Stated problem A ▸ Rewrite the chromatic aberration passage, starting with "(55) Some photographic" and going on through "for chromatic aberration.", and substitute "diverging lens" for "negative lens".

########################################

Chromatic Aberration
(54) A prism deviates blue light more than red light. Simple lenses do the same thing with the result that blue light comes to a focus nearer to the lens than red light. This defect is called chromatic aberration of the lens.
(55) Some photographic emulsions are most sensitive to light at the blue end of the spectrum. A lens with chromatic aberration may form an image that appears sharp to the eye, but it produces a blurred, out-of-focus image on the film negative. Figure 22 shows chromatic aberration. In the figure, white rays from a point object are split up inside the lens and come to separate foci that depend for their position on wavelength. Wavelengths range from about 4200 angstrom units at the blue end to 7500 angstrom units for the red end of the spectrum.
Fig. 22
Chromatic aberration
(56) The best correction for chromatic aberration is the use of a negative lens, made of a glass with a different index of refraction, in combination with a positive lens. The projection system shown in Figure 23 uses lenses, taken together, to correct for chromatic aberration.

########################################

Stated problem B ▸ Duplicate every one of the records that follow, line for line and without any change.

Records ▸
########################################

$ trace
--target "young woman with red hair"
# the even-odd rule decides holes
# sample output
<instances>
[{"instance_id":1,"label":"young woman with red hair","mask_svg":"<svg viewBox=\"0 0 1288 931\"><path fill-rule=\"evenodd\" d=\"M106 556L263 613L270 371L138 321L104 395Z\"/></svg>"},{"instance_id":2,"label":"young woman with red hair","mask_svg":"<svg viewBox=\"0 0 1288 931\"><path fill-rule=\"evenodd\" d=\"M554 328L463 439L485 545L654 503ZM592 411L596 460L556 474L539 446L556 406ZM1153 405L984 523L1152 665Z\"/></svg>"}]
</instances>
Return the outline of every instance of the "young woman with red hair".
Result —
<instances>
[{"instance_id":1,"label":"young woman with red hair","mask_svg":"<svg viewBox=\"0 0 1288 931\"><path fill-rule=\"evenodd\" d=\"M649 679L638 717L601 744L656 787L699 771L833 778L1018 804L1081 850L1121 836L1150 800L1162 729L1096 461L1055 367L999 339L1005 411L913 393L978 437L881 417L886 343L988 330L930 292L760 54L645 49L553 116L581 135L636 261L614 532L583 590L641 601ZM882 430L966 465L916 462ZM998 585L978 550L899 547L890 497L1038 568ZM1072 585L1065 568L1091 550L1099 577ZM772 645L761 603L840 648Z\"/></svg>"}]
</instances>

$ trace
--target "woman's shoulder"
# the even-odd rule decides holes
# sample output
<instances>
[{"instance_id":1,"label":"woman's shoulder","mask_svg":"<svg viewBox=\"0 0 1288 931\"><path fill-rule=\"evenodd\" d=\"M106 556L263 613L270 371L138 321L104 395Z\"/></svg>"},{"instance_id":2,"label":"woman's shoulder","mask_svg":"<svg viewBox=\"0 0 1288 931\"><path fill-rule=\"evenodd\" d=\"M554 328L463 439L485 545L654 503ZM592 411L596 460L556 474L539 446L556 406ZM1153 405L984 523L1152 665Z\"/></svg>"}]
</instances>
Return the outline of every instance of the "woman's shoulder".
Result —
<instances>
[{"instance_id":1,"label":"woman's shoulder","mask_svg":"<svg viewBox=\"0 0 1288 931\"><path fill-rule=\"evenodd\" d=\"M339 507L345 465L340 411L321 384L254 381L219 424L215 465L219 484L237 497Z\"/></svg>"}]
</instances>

########################################

Task result A ▸
(55) Some photographic emulsions are most sensitive to light at the blue end of the spectrum. A lens with chromatic aberration may form an image that appears sharp to the eye, but it produces a blurred, out-of-focus image on the film negative. Figure 22 shows chromatic aberration. In the figure, white rays from a point object are split up inside the lens and come to separate foci that depend for their position on wavelength. Wavelengths range from about 4200 angstrom units at the blue end to 7500 angstrom units for the red end of the spectrum.
Fig. 22
Chromatic aberration
(56) The best correction for chromatic aberration is the use of a diverging lens, made of a glass with a different index of refraction, in combination with a positive lens. The projection system shown in Figure 23 uses lenses, taken together, to correct for chromatic aberration.

Task result B ▸
$ trace
--target "young woman with red hair"
# the even-odd rule decides holes
# sample output
<instances>
[{"instance_id":1,"label":"young woman with red hair","mask_svg":"<svg viewBox=\"0 0 1288 931\"><path fill-rule=\"evenodd\" d=\"M106 556L263 613L270 371L138 321L104 395Z\"/></svg>"},{"instance_id":2,"label":"young woman with red hair","mask_svg":"<svg viewBox=\"0 0 1288 931\"><path fill-rule=\"evenodd\" d=\"M554 328L463 439L485 545L654 503ZM592 411L596 460L556 474L539 446L556 406ZM1153 405L984 523L1152 665Z\"/></svg>"}]
</instances>
Return the outline of every instance of the "young woman with red hair".
Result —
<instances>
[{"instance_id":1,"label":"young woman with red hair","mask_svg":"<svg viewBox=\"0 0 1288 931\"><path fill-rule=\"evenodd\" d=\"M649 679L638 717L601 744L656 787L699 771L833 778L1018 804L1081 850L1121 836L1150 800L1162 729L1096 461L1055 367L999 339L1005 411L913 393L978 437L881 417L886 343L988 330L930 292L760 54L645 49L553 116L581 135L636 261L614 532L583 590L641 601ZM882 430L966 465L916 462ZM998 585L978 550L899 547L890 497L1038 568ZM1072 585L1065 568L1091 550L1099 577ZM772 645L761 603L840 648Z\"/></svg>"}]
</instances>

$ trace
--target "woman's shoulder"
# the even-odd rule decides holes
# sample output
<instances>
[{"instance_id":1,"label":"woman's shoulder","mask_svg":"<svg viewBox=\"0 0 1288 931\"><path fill-rule=\"evenodd\" d=\"M106 556L263 613L270 371L138 321L104 395Z\"/></svg>"},{"instance_id":2,"label":"woman's shoulder","mask_svg":"<svg viewBox=\"0 0 1288 931\"><path fill-rule=\"evenodd\" d=\"M554 328L463 439L485 545L654 503ZM592 411L596 460L556 474L539 446L556 406ZM1153 405L984 523L1152 665Z\"/></svg>"}]
</instances>
Return the outline of every instance of the "woman's shoulder".
Result —
<instances>
[{"instance_id":1,"label":"woman's shoulder","mask_svg":"<svg viewBox=\"0 0 1288 931\"><path fill-rule=\"evenodd\" d=\"M339 507L345 465L340 411L321 384L254 381L219 424L215 465L219 484L237 497Z\"/></svg>"}]
</instances>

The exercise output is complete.